■ **EJERCICIO ESCRITO 1**: Transcribe sin cambios el pasaje del fragmento sobre «Kill Bill: Vol. 2» que va desde "Todo ello es" hasta "terrenales y cercanos.".
■ **EJERCICIO ESCRITO 2**: Según el fragmento sobre «Kill Bill: Vol. 2», ¿qué sustituye en la segunda parte a la preponderancia de la acción y su fuerza cinética?

■ **FRAGMENTO DE TEXTO**:

----------

Se ha repetido hasta la saciedad en distintos medios que "Kill Bill: Vol. 2" es una película que nos devuelve a territorios más próximos al Tarantino de las primeras películas; que el tono y, sobre todo, el ritmo y los diálogos de la misma está muy alejados de la alambicada pirotecnia visual demostrada en las complejas coreografías de acción que dominaban el Vol. 1.
Todo ello es en parte cierto, pero lo que quizás no se ha señalado suficientemente, y que para este cronista es una de las claves para entender bien la magnitud y la brillantez de la propuesta conjunta, es el hecho de que Tarantino repite la estructura dramática y argumental de la primera parte, con lo que en cierta forma se aborda una relectura de la misma introduciendo una serie de cambios que culminan en una propuesta muy distinta y sin embargo, complementaria de la primera en la que la preponderancia de la acción y su inmensa fuerza cinética es sustituida por la intensidad de unos diálogos que reflexionan sobre cuestiones universales a la vez que esconden la misma o incluso una mayor violencia y en la que los personajes abandonan su condición de mitos para hacerse mucho más terrenales y cercanos.

----------

■ **DATOS EXTRAÍDOS**:

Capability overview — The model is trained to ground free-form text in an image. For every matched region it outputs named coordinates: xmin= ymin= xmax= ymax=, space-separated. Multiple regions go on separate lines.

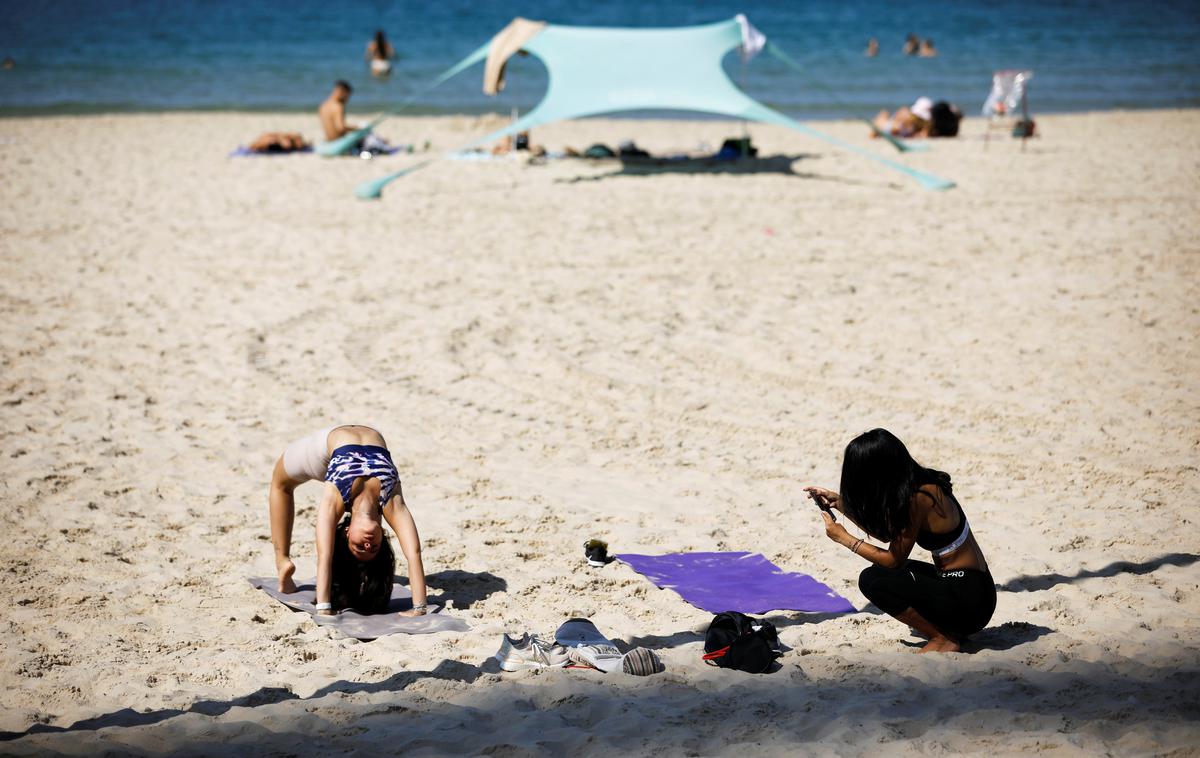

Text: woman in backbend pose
xmin=269 ymin=425 xmax=426 ymax=615
xmin=366 ymin=29 xmax=396 ymax=77
xmin=805 ymin=429 xmax=996 ymax=652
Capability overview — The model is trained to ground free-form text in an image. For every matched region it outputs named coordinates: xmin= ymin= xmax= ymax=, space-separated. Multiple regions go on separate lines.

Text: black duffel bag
xmin=704 ymin=610 xmax=784 ymax=674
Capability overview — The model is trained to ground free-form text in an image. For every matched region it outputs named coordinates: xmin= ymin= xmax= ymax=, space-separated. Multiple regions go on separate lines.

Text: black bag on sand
xmin=704 ymin=610 xmax=784 ymax=674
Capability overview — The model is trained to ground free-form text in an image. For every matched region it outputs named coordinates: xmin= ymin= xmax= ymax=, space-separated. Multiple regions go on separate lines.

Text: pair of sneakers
xmin=496 ymin=633 xmax=664 ymax=676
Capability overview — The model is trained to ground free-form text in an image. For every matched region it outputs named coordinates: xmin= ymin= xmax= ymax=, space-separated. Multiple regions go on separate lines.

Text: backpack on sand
xmin=704 ymin=610 xmax=784 ymax=674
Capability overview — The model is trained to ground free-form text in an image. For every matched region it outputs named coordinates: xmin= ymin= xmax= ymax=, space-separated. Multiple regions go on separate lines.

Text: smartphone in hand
xmin=809 ymin=492 xmax=838 ymax=521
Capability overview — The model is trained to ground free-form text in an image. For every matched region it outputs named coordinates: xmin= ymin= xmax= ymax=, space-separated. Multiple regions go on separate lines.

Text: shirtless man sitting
xmin=317 ymin=79 xmax=359 ymax=139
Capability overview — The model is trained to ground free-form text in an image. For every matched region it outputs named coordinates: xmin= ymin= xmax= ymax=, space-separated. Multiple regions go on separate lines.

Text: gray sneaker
xmin=493 ymin=632 xmax=570 ymax=672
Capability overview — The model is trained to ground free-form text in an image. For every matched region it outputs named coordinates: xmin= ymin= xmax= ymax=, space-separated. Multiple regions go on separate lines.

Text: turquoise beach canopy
xmin=356 ymin=17 xmax=954 ymax=197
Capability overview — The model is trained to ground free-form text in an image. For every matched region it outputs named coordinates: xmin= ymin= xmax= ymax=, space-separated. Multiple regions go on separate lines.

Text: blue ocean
xmin=0 ymin=0 xmax=1200 ymax=119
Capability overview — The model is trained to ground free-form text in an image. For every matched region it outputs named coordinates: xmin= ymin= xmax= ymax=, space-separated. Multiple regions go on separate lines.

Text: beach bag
xmin=704 ymin=610 xmax=784 ymax=674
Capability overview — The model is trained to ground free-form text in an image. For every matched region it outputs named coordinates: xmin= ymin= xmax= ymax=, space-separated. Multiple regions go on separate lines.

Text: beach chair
xmin=983 ymin=68 xmax=1034 ymax=150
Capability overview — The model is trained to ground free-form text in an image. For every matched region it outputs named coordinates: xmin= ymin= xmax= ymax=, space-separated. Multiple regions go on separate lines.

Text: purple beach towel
xmin=616 ymin=553 xmax=854 ymax=613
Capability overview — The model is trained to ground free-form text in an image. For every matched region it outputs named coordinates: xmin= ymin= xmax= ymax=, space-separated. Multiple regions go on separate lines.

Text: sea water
xmin=0 ymin=0 xmax=1200 ymax=119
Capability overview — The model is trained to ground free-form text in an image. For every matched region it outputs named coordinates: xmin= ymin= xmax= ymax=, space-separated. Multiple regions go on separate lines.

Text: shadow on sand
xmin=556 ymin=152 xmax=883 ymax=186
xmin=996 ymin=553 xmax=1200 ymax=592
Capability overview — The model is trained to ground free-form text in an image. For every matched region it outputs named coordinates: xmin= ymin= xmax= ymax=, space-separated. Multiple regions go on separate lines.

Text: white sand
xmin=0 ymin=112 xmax=1200 ymax=756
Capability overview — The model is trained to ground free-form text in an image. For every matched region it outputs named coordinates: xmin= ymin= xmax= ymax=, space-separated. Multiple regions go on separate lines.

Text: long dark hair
xmin=839 ymin=429 xmax=952 ymax=542
xmin=331 ymin=517 xmax=396 ymax=613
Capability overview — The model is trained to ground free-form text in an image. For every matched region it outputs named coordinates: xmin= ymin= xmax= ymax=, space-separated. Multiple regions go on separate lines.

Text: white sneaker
xmin=493 ymin=632 xmax=570 ymax=672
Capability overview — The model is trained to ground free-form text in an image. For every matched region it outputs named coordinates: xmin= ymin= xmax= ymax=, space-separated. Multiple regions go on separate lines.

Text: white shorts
xmin=283 ymin=427 xmax=337 ymax=482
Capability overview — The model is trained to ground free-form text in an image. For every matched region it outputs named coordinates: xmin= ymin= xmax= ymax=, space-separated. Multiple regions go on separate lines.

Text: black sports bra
xmin=917 ymin=493 xmax=971 ymax=558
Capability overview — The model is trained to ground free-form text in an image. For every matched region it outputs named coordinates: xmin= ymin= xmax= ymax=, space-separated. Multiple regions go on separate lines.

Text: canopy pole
xmin=767 ymin=42 xmax=929 ymax=152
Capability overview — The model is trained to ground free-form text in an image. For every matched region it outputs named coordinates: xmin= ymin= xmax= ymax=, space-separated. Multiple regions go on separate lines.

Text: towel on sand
xmin=247 ymin=577 xmax=470 ymax=639
xmin=616 ymin=553 xmax=854 ymax=613
xmin=229 ymin=145 xmax=312 ymax=158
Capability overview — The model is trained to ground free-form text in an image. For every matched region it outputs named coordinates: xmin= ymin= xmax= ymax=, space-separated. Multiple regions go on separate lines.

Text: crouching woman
xmin=805 ymin=429 xmax=996 ymax=652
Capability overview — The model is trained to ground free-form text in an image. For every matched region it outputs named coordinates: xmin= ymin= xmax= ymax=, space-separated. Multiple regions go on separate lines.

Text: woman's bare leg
xmin=895 ymin=608 xmax=962 ymax=652
xmin=268 ymin=457 xmax=296 ymax=594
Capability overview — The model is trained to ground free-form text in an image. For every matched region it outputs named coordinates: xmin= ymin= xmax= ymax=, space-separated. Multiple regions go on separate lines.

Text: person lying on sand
xmin=250 ymin=132 xmax=310 ymax=152
xmin=804 ymin=429 xmax=996 ymax=652
xmin=269 ymin=425 xmax=426 ymax=615
xmin=871 ymin=97 xmax=934 ymax=138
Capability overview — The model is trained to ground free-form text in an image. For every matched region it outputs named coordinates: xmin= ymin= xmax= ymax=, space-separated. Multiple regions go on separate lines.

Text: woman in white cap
xmin=871 ymin=97 xmax=934 ymax=138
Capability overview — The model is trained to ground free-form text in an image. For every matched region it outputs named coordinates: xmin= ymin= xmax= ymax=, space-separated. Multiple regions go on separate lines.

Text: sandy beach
xmin=0 ymin=110 xmax=1200 ymax=756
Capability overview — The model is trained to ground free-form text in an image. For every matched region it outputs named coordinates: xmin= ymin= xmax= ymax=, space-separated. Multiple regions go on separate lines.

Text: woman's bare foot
xmin=917 ymin=634 xmax=962 ymax=654
xmin=275 ymin=558 xmax=296 ymax=595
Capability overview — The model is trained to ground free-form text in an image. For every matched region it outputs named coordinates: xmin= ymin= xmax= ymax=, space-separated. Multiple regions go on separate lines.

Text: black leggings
xmin=858 ymin=560 xmax=996 ymax=637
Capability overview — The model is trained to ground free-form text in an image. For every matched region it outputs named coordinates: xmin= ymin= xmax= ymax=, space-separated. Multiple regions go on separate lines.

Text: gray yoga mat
xmin=246 ymin=577 xmax=470 ymax=639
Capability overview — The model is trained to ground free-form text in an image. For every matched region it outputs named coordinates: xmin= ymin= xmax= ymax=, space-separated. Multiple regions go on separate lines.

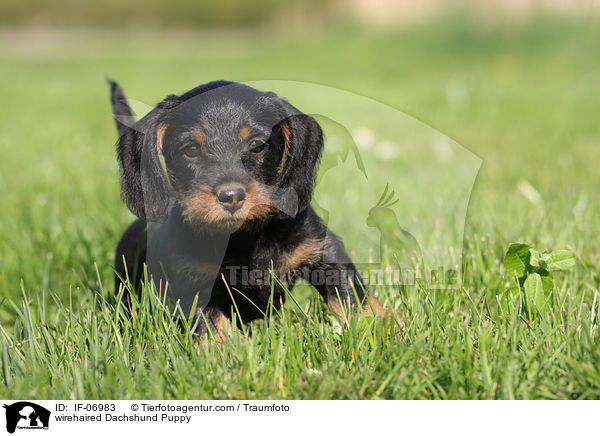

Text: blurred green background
xmin=0 ymin=0 xmax=600 ymax=392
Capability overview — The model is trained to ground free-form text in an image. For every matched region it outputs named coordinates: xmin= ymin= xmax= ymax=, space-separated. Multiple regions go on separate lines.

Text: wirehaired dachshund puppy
xmin=110 ymin=81 xmax=384 ymax=339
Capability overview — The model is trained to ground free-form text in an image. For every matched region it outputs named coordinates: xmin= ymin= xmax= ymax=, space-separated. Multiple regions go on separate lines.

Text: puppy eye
xmin=182 ymin=144 xmax=200 ymax=157
xmin=248 ymin=138 xmax=267 ymax=153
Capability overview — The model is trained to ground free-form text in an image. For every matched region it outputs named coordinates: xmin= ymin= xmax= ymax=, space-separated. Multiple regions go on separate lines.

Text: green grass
xmin=0 ymin=18 xmax=600 ymax=399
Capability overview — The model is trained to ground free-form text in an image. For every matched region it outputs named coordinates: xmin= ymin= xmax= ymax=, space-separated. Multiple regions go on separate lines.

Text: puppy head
xmin=113 ymin=81 xmax=323 ymax=232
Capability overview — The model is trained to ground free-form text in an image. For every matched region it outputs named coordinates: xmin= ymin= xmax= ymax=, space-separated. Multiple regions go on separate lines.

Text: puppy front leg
xmin=196 ymin=307 xmax=232 ymax=342
xmin=309 ymin=233 xmax=387 ymax=323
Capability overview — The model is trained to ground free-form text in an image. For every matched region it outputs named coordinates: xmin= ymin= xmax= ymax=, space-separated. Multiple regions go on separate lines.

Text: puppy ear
xmin=278 ymin=99 xmax=323 ymax=212
xmin=111 ymin=84 xmax=179 ymax=222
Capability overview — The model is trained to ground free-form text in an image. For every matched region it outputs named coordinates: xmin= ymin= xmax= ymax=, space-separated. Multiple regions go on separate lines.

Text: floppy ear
xmin=278 ymin=97 xmax=323 ymax=212
xmin=111 ymin=82 xmax=179 ymax=221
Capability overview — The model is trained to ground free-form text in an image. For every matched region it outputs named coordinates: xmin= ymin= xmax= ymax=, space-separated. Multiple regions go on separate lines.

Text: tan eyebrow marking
xmin=240 ymin=126 xmax=252 ymax=139
xmin=194 ymin=130 xmax=206 ymax=144
xmin=156 ymin=121 xmax=167 ymax=154
xmin=277 ymin=120 xmax=291 ymax=173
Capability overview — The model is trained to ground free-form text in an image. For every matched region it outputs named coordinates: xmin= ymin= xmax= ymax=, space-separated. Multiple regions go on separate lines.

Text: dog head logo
xmin=3 ymin=401 xmax=50 ymax=433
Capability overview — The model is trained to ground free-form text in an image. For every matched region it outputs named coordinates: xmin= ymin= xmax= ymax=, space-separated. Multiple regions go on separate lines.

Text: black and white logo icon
xmin=3 ymin=401 xmax=50 ymax=433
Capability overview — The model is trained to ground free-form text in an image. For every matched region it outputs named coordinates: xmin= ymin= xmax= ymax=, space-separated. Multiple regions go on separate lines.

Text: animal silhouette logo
xmin=3 ymin=401 xmax=50 ymax=433
xmin=367 ymin=185 xmax=422 ymax=268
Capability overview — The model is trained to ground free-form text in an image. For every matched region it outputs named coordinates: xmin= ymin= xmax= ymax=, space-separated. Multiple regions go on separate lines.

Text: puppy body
xmin=111 ymin=82 xmax=383 ymax=336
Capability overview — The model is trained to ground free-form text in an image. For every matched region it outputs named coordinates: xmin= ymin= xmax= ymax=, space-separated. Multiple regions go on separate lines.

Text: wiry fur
xmin=111 ymin=81 xmax=390 ymax=338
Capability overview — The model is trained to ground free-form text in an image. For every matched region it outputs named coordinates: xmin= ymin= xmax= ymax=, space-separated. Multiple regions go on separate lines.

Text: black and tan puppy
xmin=111 ymin=81 xmax=383 ymax=338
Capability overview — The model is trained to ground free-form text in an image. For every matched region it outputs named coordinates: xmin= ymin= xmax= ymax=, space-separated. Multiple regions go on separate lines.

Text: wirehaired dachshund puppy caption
xmin=109 ymin=81 xmax=396 ymax=340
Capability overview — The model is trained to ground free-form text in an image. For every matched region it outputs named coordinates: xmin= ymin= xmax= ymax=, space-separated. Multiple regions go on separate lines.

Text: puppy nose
xmin=217 ymin=186 xmax=246 ymax=213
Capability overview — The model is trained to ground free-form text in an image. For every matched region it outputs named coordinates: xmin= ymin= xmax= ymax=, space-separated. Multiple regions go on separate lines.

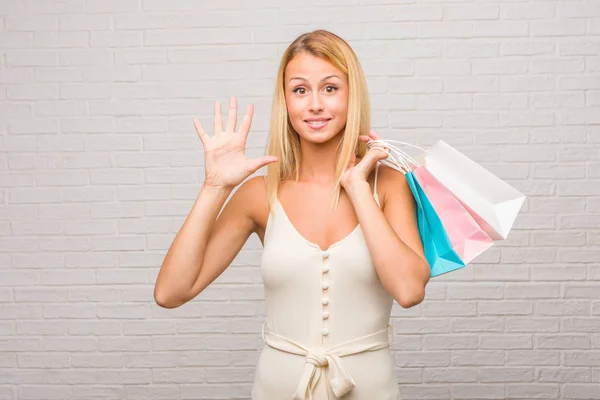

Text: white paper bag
xmin=425 ymin=140 xmax=525 ymax=240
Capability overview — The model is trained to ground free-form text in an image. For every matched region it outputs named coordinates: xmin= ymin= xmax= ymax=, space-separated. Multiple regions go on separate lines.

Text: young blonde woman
xmin=154 ymin=30 xmax=430 ymax=400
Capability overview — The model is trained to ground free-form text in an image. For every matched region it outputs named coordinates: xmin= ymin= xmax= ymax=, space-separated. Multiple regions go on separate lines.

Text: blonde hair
xmin=266 ymin=30 xmax=371 ymax=210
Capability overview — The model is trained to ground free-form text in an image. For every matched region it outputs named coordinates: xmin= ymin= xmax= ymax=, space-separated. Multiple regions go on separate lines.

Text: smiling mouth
xmin=304 ymin=118 xmax=331 ymax=129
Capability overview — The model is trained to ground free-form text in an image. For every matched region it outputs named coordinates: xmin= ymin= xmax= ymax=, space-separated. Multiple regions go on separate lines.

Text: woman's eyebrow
xmin=288 ymin=75 xmax=342 ymax=82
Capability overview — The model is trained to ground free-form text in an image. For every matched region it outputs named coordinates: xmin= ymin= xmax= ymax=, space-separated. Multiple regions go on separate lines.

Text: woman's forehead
xmin=285 ymin=53 xmax=345 ymax=81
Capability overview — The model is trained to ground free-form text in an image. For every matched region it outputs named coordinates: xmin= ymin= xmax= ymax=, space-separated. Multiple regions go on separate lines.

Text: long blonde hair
xmin=266 ymin=30 xmax=371 ymax=210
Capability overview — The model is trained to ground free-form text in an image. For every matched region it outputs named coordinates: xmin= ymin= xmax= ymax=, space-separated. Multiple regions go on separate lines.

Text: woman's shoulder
xmin=377 ymin=164 xmax=410 ymax=205
xmin=238 ymin=175 xmax=269 ymax=231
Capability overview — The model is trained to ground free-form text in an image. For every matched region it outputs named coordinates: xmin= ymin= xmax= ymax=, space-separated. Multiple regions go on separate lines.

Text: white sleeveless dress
xmin=252 ymin=164 xmax=399 ymax=400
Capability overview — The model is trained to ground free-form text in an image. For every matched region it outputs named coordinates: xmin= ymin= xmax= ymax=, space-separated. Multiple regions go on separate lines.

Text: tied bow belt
xmin=262 ymin=322 xmax=394 ymax=400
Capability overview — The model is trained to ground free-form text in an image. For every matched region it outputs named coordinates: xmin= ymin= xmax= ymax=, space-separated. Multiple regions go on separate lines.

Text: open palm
xmin=194 ymin=97 xmax=278 ymax=188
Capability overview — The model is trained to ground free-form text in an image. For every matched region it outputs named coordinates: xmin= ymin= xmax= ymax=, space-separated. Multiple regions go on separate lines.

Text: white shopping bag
xmin=425 ymin=140 xmax=525 ymax=240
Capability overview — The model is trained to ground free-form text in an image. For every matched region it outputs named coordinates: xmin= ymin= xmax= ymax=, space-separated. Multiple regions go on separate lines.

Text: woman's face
xmin=284 ymin=53 xmax=348 ymax=143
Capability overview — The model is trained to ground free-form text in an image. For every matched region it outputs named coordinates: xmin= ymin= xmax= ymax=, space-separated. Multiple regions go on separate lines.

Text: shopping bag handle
xmin=367 ymin=139 xmax=427 ymax=173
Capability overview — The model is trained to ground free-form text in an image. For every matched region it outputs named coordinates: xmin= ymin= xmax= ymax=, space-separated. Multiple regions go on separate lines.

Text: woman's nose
xmin=309 ymin=93 xmax=323 ymax=112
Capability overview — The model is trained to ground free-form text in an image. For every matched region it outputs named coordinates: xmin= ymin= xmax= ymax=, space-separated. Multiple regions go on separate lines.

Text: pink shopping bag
xmin=413 ymin=166 xmax=494 ymax=265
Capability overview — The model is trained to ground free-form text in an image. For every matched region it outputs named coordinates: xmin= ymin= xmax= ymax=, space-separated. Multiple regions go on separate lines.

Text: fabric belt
xmin=262 ymin=322 xmax=394 ymax=400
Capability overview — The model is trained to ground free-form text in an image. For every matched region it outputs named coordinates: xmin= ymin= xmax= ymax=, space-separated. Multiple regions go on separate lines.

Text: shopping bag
xmin=413 ymin=166 xmax=494 ymax=264
xmin=405 ymin=172 xmax=465 ymax=277
xmin=425 ymin=140 xmax=525 ymax=240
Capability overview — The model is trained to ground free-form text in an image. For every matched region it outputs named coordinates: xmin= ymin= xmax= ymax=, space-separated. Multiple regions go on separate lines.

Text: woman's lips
xmin=304 ymin=119 xmax=329 ymax=130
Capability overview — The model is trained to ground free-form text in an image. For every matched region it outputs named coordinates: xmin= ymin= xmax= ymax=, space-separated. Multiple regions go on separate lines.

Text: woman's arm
xmin=154 ymin=181 xmax=254 ymax=308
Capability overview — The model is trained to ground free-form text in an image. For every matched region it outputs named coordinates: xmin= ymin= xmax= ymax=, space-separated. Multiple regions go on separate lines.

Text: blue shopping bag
xmin=405 ymin=172 xmax=465 ymax=277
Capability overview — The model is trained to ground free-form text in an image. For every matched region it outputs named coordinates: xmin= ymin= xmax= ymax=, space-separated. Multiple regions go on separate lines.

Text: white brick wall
xmin=0 ymin=0 xmax=600 ymax=400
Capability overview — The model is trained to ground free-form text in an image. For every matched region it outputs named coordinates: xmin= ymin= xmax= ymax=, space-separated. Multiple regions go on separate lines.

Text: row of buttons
xmin=321 ymin=251 xmax=329 ymax=336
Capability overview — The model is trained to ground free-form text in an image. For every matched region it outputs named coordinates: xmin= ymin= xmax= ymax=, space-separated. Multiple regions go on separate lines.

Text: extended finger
xmin=215 ymin=101 xmax=223 ymax=135
xmin=227 ymin=96 xmax=237 ymax=133
xmin=194 ymin=118 xmax=210 ymax=146
xmin=239 ymin=104 xmax=254 ymax=138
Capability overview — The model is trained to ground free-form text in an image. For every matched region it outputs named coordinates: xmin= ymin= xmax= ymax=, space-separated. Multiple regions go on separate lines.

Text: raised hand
xmin=194 ymin=97 xmax=279 ymax=189
xmin=340 ymin=131 xmax=389 ymax=189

----------

■ **RESPUESTA CORRECTA 1**:
Todo ello es en parte cierto, pero lo que quizás no se ha señalado suficientemente, y que para este cronista es una de las claves para entender bien la magnitud y la brillantez de la propuesta conjunta, es el hecho de que Tarantino repite la estructura dramática y argumental de la primera parte, con lo que en cierta forma se aborda una relectura de la misma introduciendo una serie de cambios que culminan en una propuesta muy distinta y sin embargo, complementaria de la primera en la que la preponderancia de la acción y su inmensa fuerza cinética es sustituida por la intensidad de unos diálogos que reflexionan sobre cuestiones universales a la vez que esconden la misma o incluso una mayor violencia y en la que los personajes abandonan su condición de mitos para hacerse mucho más terrenales y cercanos.

■ **RESPUESTA CORRECTA 2**: La intensidad de unos diálogos que reflexionan sobre cuestiones universales.